• Task item: Would you write out every record that follows exactly, with the pictures left out?

• Dataset content:
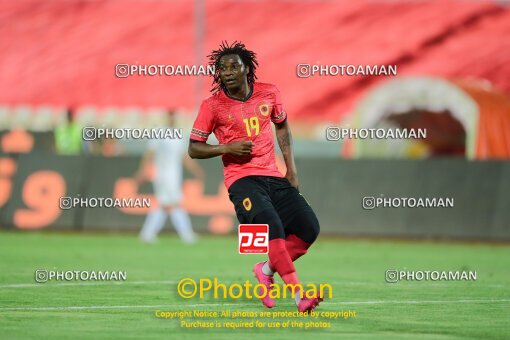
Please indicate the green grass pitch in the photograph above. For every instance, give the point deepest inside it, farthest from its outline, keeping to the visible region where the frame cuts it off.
(355, 269)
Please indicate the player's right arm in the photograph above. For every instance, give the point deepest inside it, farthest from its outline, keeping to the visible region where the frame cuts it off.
(202, 128)
(203, 150)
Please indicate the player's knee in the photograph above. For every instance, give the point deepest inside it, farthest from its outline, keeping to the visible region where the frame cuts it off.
(271, 218)
(310, 230)
(296, 247)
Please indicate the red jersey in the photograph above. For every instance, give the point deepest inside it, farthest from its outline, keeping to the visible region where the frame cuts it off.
(235, 120)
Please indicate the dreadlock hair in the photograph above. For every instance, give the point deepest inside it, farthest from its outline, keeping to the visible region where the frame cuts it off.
(247, 57)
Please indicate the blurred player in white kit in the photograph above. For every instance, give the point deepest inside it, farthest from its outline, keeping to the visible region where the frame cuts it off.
(168, 156)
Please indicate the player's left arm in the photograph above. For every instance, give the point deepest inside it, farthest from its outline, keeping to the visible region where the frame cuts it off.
(284, 138)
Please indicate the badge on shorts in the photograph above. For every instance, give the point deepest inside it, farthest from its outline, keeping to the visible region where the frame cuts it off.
(247, 204)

• Written reply:
Please indicate the green grass pitch in the photograph above. For every instance, give the point deepest inside it, farthest from its outline, keeping to the visible region where the frame cuts it off.
(355, 269)
Please indicate the player's right arm in the photograph above. For every instance, give the point deepest inside it, farthest from its outline, keeping to the visible region where the frame cuts it off.
(202, 128)
(203, 150)
Please indicate the player's knee in the photograph above. For every instance, give the point deepest inside it, farthest from its outline, keeping to the visible region where the frame cuts it off.
(271, 218)
(310, 230)
(296, 247)
Please indicate the red jersey in the photograph above. For every instance, give the point deepest inside it, farthest from its outline, keeping to the visible region where the frame cuts it off.
(235, 120)
Please indicate the dreadlock hair in the photograph above. For every instance, give the point deepest inside it, farthest from its outline, keeping to the visible region where the frame cuts it off.
(247, 57)
Please indicate the blurred player in white kit in the photograph above. For every instance, give the point deepest inside it, farthest from its outline, keeping to the visible region where the frame cuts it off.
(168, 156)
Please indicate the player's left arm in the photograph above. For every instance, give the point deepest inside it, farthest from its outline, keeping to the visible region where the frame cuts it off.
(284, 138)
Please indicate the badge on shorts in the photograph above. For every instance, give the point deepest inside it, farthest from its outline, keeping to the visible region where the frame cuts it off.
(247, 204)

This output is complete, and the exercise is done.